**PROBLEM DETAILS:** Reproduce every one of the rows below word for word, omitting the pictures.

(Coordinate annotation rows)
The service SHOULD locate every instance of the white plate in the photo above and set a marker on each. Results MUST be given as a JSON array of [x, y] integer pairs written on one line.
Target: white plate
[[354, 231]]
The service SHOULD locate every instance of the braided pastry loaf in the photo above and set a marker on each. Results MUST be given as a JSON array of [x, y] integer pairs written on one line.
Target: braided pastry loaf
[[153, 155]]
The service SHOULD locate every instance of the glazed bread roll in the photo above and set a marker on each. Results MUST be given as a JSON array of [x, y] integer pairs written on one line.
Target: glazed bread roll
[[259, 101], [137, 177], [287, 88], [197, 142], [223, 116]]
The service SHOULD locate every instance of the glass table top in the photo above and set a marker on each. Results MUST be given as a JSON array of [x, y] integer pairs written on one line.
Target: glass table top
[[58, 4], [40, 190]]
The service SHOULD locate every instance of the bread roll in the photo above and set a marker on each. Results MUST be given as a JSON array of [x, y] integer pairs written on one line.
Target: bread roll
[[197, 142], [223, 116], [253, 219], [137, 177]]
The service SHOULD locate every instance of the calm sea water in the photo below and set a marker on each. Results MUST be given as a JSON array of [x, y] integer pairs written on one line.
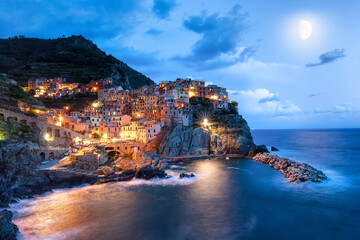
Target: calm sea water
[[229, 199]]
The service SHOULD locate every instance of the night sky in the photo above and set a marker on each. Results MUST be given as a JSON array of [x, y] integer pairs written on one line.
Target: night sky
[[254, 48]]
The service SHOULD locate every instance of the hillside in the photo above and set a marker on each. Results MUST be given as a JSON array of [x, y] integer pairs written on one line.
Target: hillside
[[75, 58], [11, 93]]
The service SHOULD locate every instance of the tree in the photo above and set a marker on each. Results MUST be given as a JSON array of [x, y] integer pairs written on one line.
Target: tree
[[233, 107]]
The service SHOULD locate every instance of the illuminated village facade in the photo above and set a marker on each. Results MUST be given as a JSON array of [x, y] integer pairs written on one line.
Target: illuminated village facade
[[137, 115]]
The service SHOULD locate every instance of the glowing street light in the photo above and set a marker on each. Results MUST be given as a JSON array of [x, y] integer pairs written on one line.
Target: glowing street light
[[47, 136], [205, 122]]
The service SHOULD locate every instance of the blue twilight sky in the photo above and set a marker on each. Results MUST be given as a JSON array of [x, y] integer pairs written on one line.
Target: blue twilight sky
[[251, 47]]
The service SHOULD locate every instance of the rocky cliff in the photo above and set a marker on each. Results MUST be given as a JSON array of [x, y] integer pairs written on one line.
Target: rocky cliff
[[226, 134], [19, 164], [8, 230], [76, 58]]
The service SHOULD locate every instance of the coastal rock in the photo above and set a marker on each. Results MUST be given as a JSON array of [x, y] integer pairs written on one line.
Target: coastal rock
[[149, 172], [19, 171], [274, 149], [185, 175], [257, 149], [8, 230], [186, 141], [230, 134], [292, 170]]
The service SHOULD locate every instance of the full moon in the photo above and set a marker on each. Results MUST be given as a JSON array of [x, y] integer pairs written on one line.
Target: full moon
[[305, 29]]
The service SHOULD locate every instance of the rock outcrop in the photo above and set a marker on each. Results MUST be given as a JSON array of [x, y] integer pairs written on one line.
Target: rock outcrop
[[19, 166], [145, 166], [185, 141], [274, 149], [227, 134], [230, 134], [292, 170], [8, 230]]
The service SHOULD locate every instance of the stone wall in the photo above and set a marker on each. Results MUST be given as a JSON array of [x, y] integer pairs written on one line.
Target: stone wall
[[89, 162]]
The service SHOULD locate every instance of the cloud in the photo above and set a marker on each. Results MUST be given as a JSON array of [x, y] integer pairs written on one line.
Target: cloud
[[263, 102], [220, 38], [95, 19], [153, 32], [269, 99], [337, 108], [328, 57], [162, 8]]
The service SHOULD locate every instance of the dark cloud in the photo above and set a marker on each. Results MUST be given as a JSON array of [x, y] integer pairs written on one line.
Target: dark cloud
[[153, 32], [95, 19], [162, 8], [247, 53], [269, 99], [135, 57], [219, 42], [328, 57]]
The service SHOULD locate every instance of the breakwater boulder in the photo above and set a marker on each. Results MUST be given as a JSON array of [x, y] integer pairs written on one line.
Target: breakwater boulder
[[8, 230], [292, 170]]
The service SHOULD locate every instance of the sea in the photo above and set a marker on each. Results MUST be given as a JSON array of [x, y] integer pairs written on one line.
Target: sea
[[228, 199]]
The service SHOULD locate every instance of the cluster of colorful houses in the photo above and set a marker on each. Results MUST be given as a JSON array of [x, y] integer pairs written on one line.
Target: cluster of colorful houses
[[139, 114]]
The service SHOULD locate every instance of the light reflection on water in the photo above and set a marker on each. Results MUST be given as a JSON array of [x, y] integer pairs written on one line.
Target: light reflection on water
[[236, 199]]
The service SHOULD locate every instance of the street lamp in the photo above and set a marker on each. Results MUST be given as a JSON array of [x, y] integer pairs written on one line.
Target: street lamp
[[47, 136]]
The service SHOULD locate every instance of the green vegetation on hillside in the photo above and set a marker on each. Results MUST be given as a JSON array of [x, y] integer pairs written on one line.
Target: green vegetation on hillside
[[75, 58], [10, 131], [11, 93]]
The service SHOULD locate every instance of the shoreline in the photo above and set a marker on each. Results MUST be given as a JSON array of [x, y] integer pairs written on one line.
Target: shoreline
[[63, 179]]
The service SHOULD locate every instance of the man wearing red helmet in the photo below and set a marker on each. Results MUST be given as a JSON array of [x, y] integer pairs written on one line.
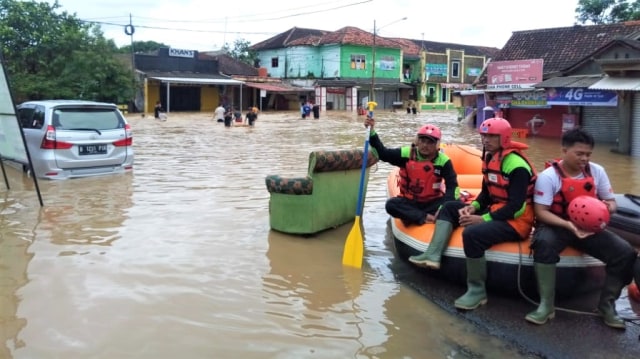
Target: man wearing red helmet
[[567, 180], [423, 168], [503, 211]]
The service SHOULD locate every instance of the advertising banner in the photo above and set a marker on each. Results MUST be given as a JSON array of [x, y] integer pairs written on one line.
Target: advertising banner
[[581, 97], [518, 74]]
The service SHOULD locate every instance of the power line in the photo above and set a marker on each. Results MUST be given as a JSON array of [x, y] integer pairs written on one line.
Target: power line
[[242, 19]]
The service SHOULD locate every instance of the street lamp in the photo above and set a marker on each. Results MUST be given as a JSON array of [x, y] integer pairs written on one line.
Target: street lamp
[[372, 96]]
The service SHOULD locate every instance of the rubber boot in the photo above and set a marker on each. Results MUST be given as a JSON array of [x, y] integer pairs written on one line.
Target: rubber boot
[[439, 241], [636, 271], [546, 278], [607, 305], [476, 294]]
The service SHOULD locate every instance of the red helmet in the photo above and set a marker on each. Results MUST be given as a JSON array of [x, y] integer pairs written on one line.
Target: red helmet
[[497, 126], [430, 131], [588, 213]]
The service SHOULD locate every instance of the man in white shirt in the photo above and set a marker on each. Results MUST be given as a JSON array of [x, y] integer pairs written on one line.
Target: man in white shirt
[[218, 113]]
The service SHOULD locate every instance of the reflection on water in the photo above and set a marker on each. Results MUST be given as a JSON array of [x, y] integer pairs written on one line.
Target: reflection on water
[[177, 258]]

**THE SOLUTION:**
The service SHOULD locate every instance of the white plate in the photo above and set a marker on each. Results MUST be given as a JSON array of [x, y] integer pairs written on one line.
Target: white plate
[[354, 231]]
The service SHOULD locate every instance of the braided pastry loaf in the photo above and set a marker on each. Results MUST be given as a JSON array of [x, y] integer pairs written on one line.
Target: braided pastry loaf
[[153, 155]]
The service SHOULD locate every instance of the glazed bread roll in the photo above and set a marker on each. Results MUST be given as a JSON array of [x, y] integer pairs written on one line.
Target: glazed bread roll
[[259, 101], [137, 177], [287, 88], [197, 142], [223, 116]]
The service SHOULD locate every instance of the glass table top in the photo above and set a marker on each. Results MUST be given as a JSON array of [x, y] integer pairs written on one line.
Target: glass table top
[[58, 4], [40, 190]]
The service SHOULD locate every instance of the bread roll in the photo above and set a marker on each. Results MUST be given as a JSON array of [x, y] integer pairs written on one line.
Target: bread roll
[[197, 142], [223, 116], [253, 219], [137, 177]]
The service SHOULD locate every instance of the calm sea water in the photo below and set a marker on each. Results MUST be given as a JSON array of [x, y] integer pairs written on one line.
Target: calm sea water
[[229, 199]]
The service SHOULD locate every instance of the night sky in the photo above and set a marker on each. Results MUST be given as a JSON array of [x, y] integer pairs written on one line.
Target: night sky
[[254, 48]]
The service SHOULD locate every instance of the hillside in the photo above and set a marker on each. Results MUST be given as a JSON array of [x, y] integer pairs written on one line.
Target: hillside
[[75, 58], [11, 93]]
The service SHOULD locate every instance of the tree in the photo above and set a marker on each. Results MUST be given as a JSON array of [x, y] integer pairs written on one line.
Target: tree
[[233, 107]]
The service SHOULD locate every instance of the illuminated village facade in the photo above and set a marker on each. Results MUST be given as a JSON array of [x, y] integer pairs written on one line.
Target: illuminated village facade
[[137, 115]]
The service SHOULD locate every instance of the glowing street light in the photo above and set a marker on each. Results MUST be given as a JSON array of [x, y] integer pairs written on one line.
Target: glowing street light
[[47, 136], [205, 122]]
The service SHOULD locate every instance of the blue twilight sky in the photo above and set a marker on each. Results MUST be given as a JSON array of [x, y] integer pairs written on one line.
Target: blue twilight sky
[[251, 47]]
The service SHOULD locate every instance of the rocky cliff in the photo above and set a marker on each. Results MUST be given as a JSON array of [x, y] integer pairs written on one line.
Target: rocky cliff
[[226, 134], [19, 164], [8, 230], [76, 58]]
The service SHOULD locate every instance of the coastal rock in the photo above and set a marker on each. Results MUST be given as a JSON array of [x, y] integer pairs written on one line.
Target: coastal rock
[[149, 172], [19, 171], [274, 149], [185, 175], [257, 149], [8, 230], [186, 141], [230, 134], [292, 170]]
The service SHOULD locate every instance of the full moon in the photo above and set a marker on each. Results MUST be given as a JSON array of [x, y] integer pairs written on one line.
Target: full moon
[[305, 29]]
The service SHOULD locate every instance of the rock outcrop in the photo above and set a marker on each. Results MUST be given as a JSON array of [x, y] integer pairs written on one line.
Target: rock outcrop
[[19, 166], [145, 166], [185, 141], [274, 149], [227, 134], [230, 134], [292, 170], [8, 230]]
The service SHOULD locate every instance of the stone wall in the photo above and set a marker on each. Results MUST be given as a JSON array of [x, y] integer pairs written on one line.
Target: stone wall
[[89, 162]]
The service SHOULD locate every instance of the cloud in the photo above and set a marker on each. Results MUST be given as a JSON array of [x, y] integer pairs written on one line.
Target: cloud
[[263, 102], [220, 38], [95, 19], [153, 32], [269, 99], [337, 108], [328, 57], [162, 8]]
The service SHOULD locate every instance of the dark cloud in the photo above and set a marker on each. Results MUST be given as a JSON array of [x, y] integer pairs written on one line.
Target: dark cloud
[[153, 32], [95, 19], [162, 8], [247, 53], [269, 99], [135, 57], [219, 42], [328, 57]]
The service SHOULD locate every instance of the breakwater boulder in the photo above and set a marker on each. Results MUST be given as a JSON array of [x, y] integer pairs written on one line.
Target: breakwater boulder
[[8, 230], [292, 170]]
The service SHOULD locate every instance of the sea in the photo above and set a marker on each. Results MUST be given as a JSON array of [x, y] integer pairs written on one line.
Target: sea
[[228, 199]]
The service SHOULD locate every instance of the cluster of colorful houses in the photo above and set a marker on each. Results MUST be given as a JSON array of [x, y] integer pairs written on one line.
Target: cluster of colorful houses
[[139, 114]]
The service SHOULD locate every instance of the light reflection on water in the photo above and set a marker on each. Results MUST be given as a JSON array of [x, y] integer pairs written on one line.
Target: light reflection on water
[[236, 199]]
The service SHOULD locate every instance of the street lamp in the photo above and set a marker on each. Results MUST be given as a JSON array of [x, y] integer pairs written on one line.
Target: street lamp
[[47, 136]]
The service SHOULD locate every instance of the green vegetation on hillside in the photo above and set a marker on each. Results MUST be given as a JSON array of [x, y] integer pairs written on one line.
Target: green vegetation on hillside
[[75, 58], [10, 131], [11, 93]]
The service SHOULD locate every instance of the shoreline in the photo above and set a marker on each. Results MUST be given as a JSON array of [x, y] integer pairs written on one line.
Target: shoreline
[[63, 179]]
The service SHOULD locate every instance of the man wearing red helmet in the photo below and set a marker on each. Results MUST be given as a JSON array of [x, y] integer pairs written on one line.
Target: man wearing red helmet
[[567, 180], [423, 168], [503, 211]]
The service SHOULD locate every instance of the advertising banner in the photo above and set a marker on each. Results MUST be given as a JSON array of [x, y] integer pairs written on one line.
Target: advertising banner
[[581, 97], [518, 74]]
The service SHOULD locate every instance of the power line in the photo above and set a marker on each. Results MUST be given as a JSON array of [x, y] integer pairs written on one line.
Target: power line
[[242, 19]]
The service SHOULD locate every instance of the street lamp in the photo above and set a marker on each. Results MUST be given as a JSON array of [x, y] integer pairs written on one line.
Target: street lamp
[[372, 96]]
The service SHOULD locate every instance of the rubber boot in the photo above and set a marker on each. Results MUST be given as a JSON array of [x, y] integer pairs written on one line.
Target: rubber boot
[[439, 241], [636, 271], [546, 278], [607, 305], [476, 294]]
The service SHOULD locate every instance of the red helmet in the photo above and set a marker on each. Results MUST be given as a JSON array of [x, y] integer pairs written on one line.
Target: red helmet
[[497, 126], [430, 131], [588, 213]]
The service SHOULD locate every instance of the man in white shirt in the photo above and set a marker on each. Results MUST be given as a JSON array of [x, y] integer pairs written on one line.
Target: man in white shirt
[[218, 113]]
The service SHOULD locate every instance of the reflection on water in the photo above and set a marker on each. Results MUST be given as a JSON array of [x, y] integer pairs written on one line.
Target: reflection on water
[[177, 258]]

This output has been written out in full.